Enunciado 1 ▸ No excerto sobre as trovoadas de Verão, onde era colocada a imagem de Santa Bárbara durante o temporal?
Enunciado 2 ▸ Prossiga o excerto sobre as trovoadas de Verão a partir da última frase apresentada.

Excerto selecionado ▸
* * * * * * *

Das minhas recordações de infância, retenho na memória as temíveis trovoadas de Verão. A minha mãe rezava pela casa, enquanto fazia os trabalhos domésticos: Santa Bárbara Bendita/que nos céus estás escrita/ cum papel e água benta/ livrai-nos desta tormenta.

Ou então aquela de mandar a trovoada lá p´rá serra do Marão onde havia apenas uma serpente, com muitos filhinhos, que nada tinha para lhes dar a não ser água de trevão e leite de maldição. Estas preces, balbuciadas num ritmo cadenciado, quase imperceptível, eram coadjuvadas pela presença de uma imagem de Santa Bárbara, colocada à pressa no peitoril da janela, bem virada para o temporal, e cuja função prioritária era servir de tampa a uma talha de azeite onde a mãe guardava os enchidos. Na minha inocência de menina, um dia disse à mãe que a Milagrosa Santa Bárbara só saía das “portinhas” quando trovoava. A mãe esboçou um sorriso que, na altura, não compreendi.
Numa das minhas recentes idas a Sambade represtinei esta situação, quando ouvi responsáveis políticos a irem buscar a sua Santa Bárbara para que arramasse a trovoada da seca e do fogo lá não sei para onde. Compreendi melhor a falta da água e o tipo de economia que se vive ainda por aqueles lados. A água secara também nas ribeiras e os poucos lavradores (poucos e muito envelhecidos) davam voltas aos miolos para desencantar uns cantarinhos de água para que o renovo não secasse.
O Nordeste mergulhou numa noite de que se não vê o fim à vista. As soluções dos muitos problemas continuam a ser adiadas. E não consigo descortinar o que se pretende para esta região. Penso que os sucessivos governos também não têm sabido ou nem terão pensado nisso. No entanto, há mais de três décadas realizaram-se estudos sérios que teriam evitado muitos dos males de que enferma a região. Refiro-me aos estudos preparatórios do IV Plano de Fomento.

* * * * * * *

Material de apoio ▸

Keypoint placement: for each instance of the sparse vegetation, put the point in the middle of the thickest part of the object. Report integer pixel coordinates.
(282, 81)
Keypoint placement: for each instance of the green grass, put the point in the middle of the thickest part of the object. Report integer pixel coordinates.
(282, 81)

* * * * * * *

Resposta correta 1 ▸ No peitoril da janela, bem virada para o temporal.

Resposta correta 2 ▸
Este Plano começou a ser preparado em 1971 e englobava um período de seis anos.(No Portugal dos anos 50 até à revolução de Abril, a economia do País aparece estruturada em Planos de Fomento, a exemplo de outros países da Europa.) Alguns dados relativos à região de Bragança:
70,9% da área do Distrito de Bragança é designada, nos documentos, como área “com utilidade agrícola”, da qual apenas 2,3% estava em regadio. Dentro desta conjuntura, perspectivava-se então que, dos 700 000 ha do Distrito de Bragança, 275 000 seriam perfeitamente mecanizáveis.
A reconversão do sistema de regadio era uma prioridade. “... a água caída na Sub-Zona Interior, desde que convenientemente armazenada, poderia regar 380 000 ha, considerando uma dotação média de 4 000 m3 por ha e por ano, o que nos parece mais que suficiente para as necessidades requeridas (...) Nesta ordem de ideias e numa primeira aproximação presume-se ser possível melhorar ou submeter ao regadio toda a área considerada com aptidão agrícola (...) dos quais correspondem cerca de 250 000 ha ao Distrito de Bragança.”
O Vale da Vilariça; Macedo de Cavaleiros, Alfândega da Fé e Mirandela foram classificadas como áreas de desenvolvimento agrícola integrado, ou seja, áreas beneficiadas por grandes obras de Fomento hidro-agrícola. (A recente comunicação ao País de um Ministro que apresentou a proposta de rega do Vale da Vilariça como algo de inédito, de grande novidade, um coelho saído da cartola já tem mais de 30 anos).
Entretanto, o armazenamento das águas não se fez, as barragens vão sendo esquecidas e o desenvolvimento da região Bragançana continua a ser adiado. (A falta de água que se tem feito sentir na zona também prova o pouco poder reinvindicativo dos transmontanos, pacíficos, tolerantes, sofredores, com um perfil bem diferente a daquele que nos traça Abade Baçal).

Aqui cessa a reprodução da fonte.